┏━━

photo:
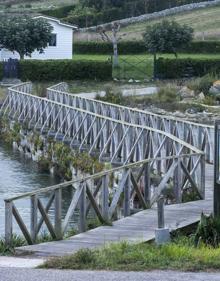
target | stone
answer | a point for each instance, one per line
(186, 93)
(162, 236)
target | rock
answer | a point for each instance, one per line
(201, 96)
(215, 89)
(186, 93)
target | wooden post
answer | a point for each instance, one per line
(147, 183)
(8, 223)
(160, 212)
(216, 170)
(58, 213)
(34, 208)
(105, 197)
(202, 176)
(177, 183)
(82, 209)
(127, 196)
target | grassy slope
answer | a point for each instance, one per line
(203, 20)
(142, 257)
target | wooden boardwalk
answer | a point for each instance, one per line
(136, 228)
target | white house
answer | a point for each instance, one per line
(60, 47)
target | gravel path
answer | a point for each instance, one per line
(12, 274)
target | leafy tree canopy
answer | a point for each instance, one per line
(24, 35)
(167, 37)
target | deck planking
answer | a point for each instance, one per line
(139, 227)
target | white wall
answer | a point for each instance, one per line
(63, 50)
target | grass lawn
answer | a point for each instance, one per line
(180, 255)
(139, 66)
(204, 22)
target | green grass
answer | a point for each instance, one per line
(180, 255)
(139, 66)
(202, 20)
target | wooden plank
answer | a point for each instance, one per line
(34, 209)
(46, 219)
(191, 180)
(139, 194)
(21, 224)
(8, 223)
(58, 213)
(94, 205)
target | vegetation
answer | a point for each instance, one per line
(138, 47)
(35, 70)
(94, 12)
(24, 35)
(178, 255)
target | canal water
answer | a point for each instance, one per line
(19, 175)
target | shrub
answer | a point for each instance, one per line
(185, 68)
(208, 231)
(202, 84)
(167, 94)
(51, 70)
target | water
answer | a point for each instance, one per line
(19, 175)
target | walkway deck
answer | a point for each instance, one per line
(138, 227)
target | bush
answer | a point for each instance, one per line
(202, 84)
(185, 68)
(115, 12)
(51, 70)
(167, 94)
(138, 47)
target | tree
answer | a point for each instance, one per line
(114, 39)
(166, 37)
(25, 35)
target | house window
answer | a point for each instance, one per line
(53, 41)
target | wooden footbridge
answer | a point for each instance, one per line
(140, 145)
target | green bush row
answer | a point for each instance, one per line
(36, 70)
(61, 12)
(138, 47)
(115, 11)
(180, 68)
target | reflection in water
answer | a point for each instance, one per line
(19, 175)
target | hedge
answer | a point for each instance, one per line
(138, 47)
(115, 11)
(51, 70)
(184, 68)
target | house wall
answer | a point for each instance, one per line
(63, 50)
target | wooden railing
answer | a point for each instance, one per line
(198, 135)
(142, 152)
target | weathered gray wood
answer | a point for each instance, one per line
(47, 208)
(147, 183)
(82, 209)
(72, 207)
(58, 213)
(139, 194)
(193, 184)
(127, 195)
(177, 183)
(46, 219)
(34, 209)
(8, 223)
(105, 197)
(160, 212)
(21, 225)
(94, 205)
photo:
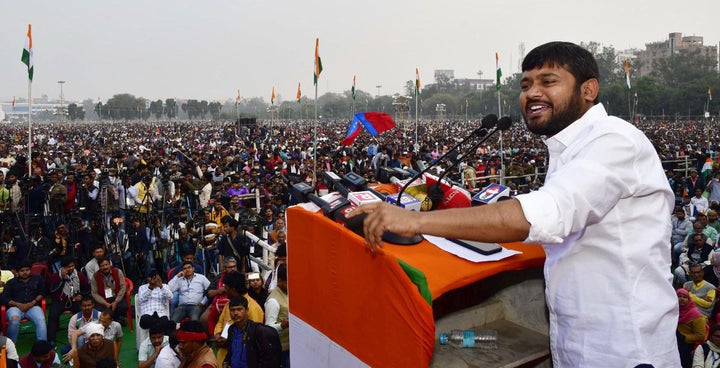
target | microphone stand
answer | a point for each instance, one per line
(412, 240)
(436, 193)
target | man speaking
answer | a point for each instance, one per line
(602, 218)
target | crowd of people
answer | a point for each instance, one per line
(164, 208)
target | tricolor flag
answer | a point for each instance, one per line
(417, 82)
(26, 57)
(498, 72)
(374, 122)
(353, 89)
(627, 74)
(318, 62)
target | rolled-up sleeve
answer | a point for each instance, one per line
(584, 187)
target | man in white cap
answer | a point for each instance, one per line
(96, 348)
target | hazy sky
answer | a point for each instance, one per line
(209, 49)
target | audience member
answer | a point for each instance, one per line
(249, 344)
(702, 293)
(169, 356)
(108, 289)
(41, 355)
(256, 289)
(67, 288)
(151, 347)
(192, 288)
(216, 291)
(23, 295)
(692, 326)
(707, 355)
(235, 286)
(192, 343)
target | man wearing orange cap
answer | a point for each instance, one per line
(193, 347)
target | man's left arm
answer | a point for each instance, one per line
(265, 339)
(123, 287)
(93, 193)
(272, 310)
(702, 302)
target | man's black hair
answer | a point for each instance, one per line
(236, 281)
(238, 301)
(282, 272)
(40, 347)
(65, 261)
(575, 59)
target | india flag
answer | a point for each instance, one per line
(706, 171)
(498, 71)
(26, 57)
(318, 62)
(417, 82)
(627, 74)
(353, 89)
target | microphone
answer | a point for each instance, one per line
(336, 209)
(435, 191)
(487, 122)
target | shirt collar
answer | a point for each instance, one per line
(562, 139)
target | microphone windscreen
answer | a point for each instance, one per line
(455, 198)
(489, 121)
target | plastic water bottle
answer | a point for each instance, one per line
(483, 339)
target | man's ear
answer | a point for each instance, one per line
(590, 89)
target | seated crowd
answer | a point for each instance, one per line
(164, 209)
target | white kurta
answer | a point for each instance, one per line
(603, 218)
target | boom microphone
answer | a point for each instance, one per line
(488, 122)
(435, 191)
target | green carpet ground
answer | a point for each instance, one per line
(128, 353)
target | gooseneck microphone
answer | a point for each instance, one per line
(488, 122)
(435, 192)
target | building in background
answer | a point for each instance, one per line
(675, 43)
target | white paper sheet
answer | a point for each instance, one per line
(467, 254)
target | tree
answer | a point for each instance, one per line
(123, 106)
(170, 108)
(75, 112)
(410, 88)
(156, 108)
(89, 107)
(214, 108)
(203, 108)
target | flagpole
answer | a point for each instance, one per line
(502, 156)
(315, 140)
(629, 108)
(29, 128)
(417, 98)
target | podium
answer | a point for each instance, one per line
(350, 307)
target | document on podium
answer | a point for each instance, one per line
(468, 254)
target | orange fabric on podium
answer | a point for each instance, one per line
(369, 305)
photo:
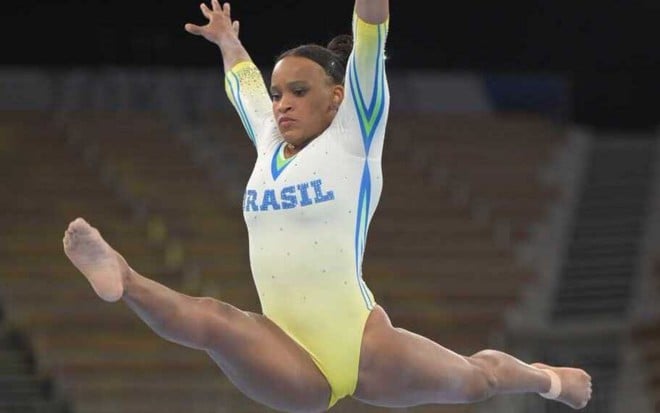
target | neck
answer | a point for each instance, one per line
(293, 148)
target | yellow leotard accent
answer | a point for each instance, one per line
(307, 216)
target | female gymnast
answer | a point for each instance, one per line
(318, 132)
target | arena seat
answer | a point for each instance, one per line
(436, 268)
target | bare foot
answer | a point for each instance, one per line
(575, 385)
(102, 265)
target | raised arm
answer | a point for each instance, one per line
(244, 83)
(372, 11)
(222, 31)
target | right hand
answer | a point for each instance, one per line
(219, 26)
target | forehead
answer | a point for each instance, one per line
(296, 68)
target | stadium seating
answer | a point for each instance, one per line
(432, 260)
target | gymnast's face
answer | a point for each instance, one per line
(305, 99)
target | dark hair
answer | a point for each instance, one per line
(332, 58)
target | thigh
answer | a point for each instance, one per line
(267, 365)
(399, 368)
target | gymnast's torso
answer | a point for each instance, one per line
(308, 215)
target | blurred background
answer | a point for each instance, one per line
(520, 211)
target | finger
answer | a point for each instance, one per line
(205, 11)
(193, 29)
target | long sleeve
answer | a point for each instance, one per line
(245, 87)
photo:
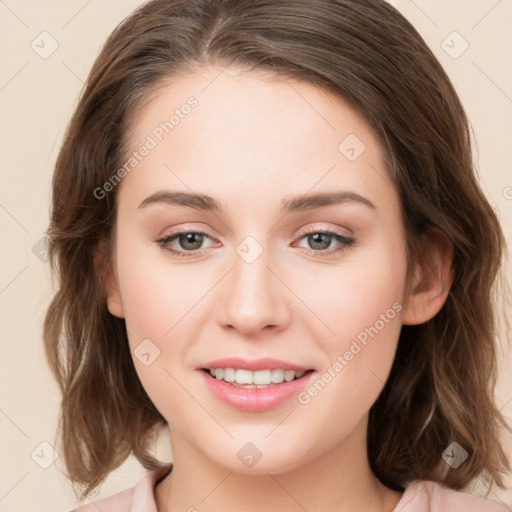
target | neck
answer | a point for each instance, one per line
(340, 480)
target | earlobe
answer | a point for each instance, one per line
(432, 279)
(108, 280)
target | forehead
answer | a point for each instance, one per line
(256, 132)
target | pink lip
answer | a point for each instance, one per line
(266, 363)
(255, 399)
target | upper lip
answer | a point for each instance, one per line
(265, 363)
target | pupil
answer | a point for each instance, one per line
(317, 240)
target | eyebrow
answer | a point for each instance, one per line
(288, 205)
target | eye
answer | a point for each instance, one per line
(190, 243)
(321, 240)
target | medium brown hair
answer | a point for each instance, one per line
(440, 389)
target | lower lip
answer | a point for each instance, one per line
(255, 399)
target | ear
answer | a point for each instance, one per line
(433, 277)
(108, 279)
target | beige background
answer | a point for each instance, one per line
(37, 97)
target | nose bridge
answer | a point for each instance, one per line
(254, 296)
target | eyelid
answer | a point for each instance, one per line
(346, 241)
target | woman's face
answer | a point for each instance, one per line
(269, 278)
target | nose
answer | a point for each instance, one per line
(254, 296)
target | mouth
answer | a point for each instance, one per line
(259, 379)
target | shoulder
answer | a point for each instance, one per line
(426, 495)
(140, 497)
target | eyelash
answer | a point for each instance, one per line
(345, 242)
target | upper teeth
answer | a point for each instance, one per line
(257, 378)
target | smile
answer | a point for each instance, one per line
(240, 377)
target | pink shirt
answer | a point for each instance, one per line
(419, 496)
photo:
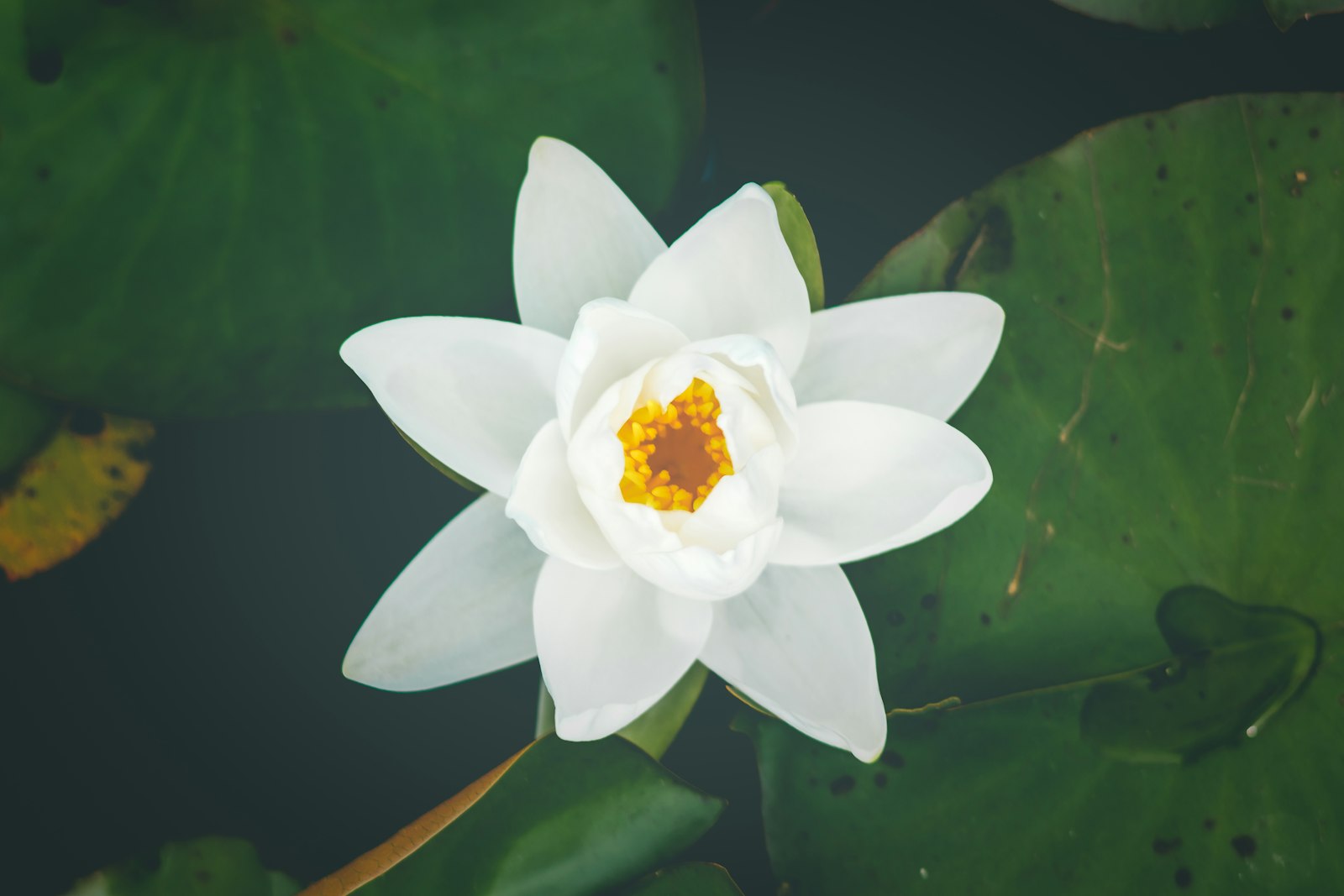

┗━━

**Stated problem**
Please count the lines in the data above that contain the string "crowd", matching case exactly, and reply with that number alone.

**Finished answer**
2